((

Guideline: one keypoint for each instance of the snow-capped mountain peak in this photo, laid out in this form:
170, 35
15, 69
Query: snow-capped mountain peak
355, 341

))

Task goal »
Can you reproduce the listing with each "snow-capped" swapped for "rocky" and every other line left as it is?

Task result »
Guideline: one keypoint for each instance of the rocky mountain peak in this photo, laid out in this form:
170, 35
15, 69
Query: rocky mountain peak
355, 341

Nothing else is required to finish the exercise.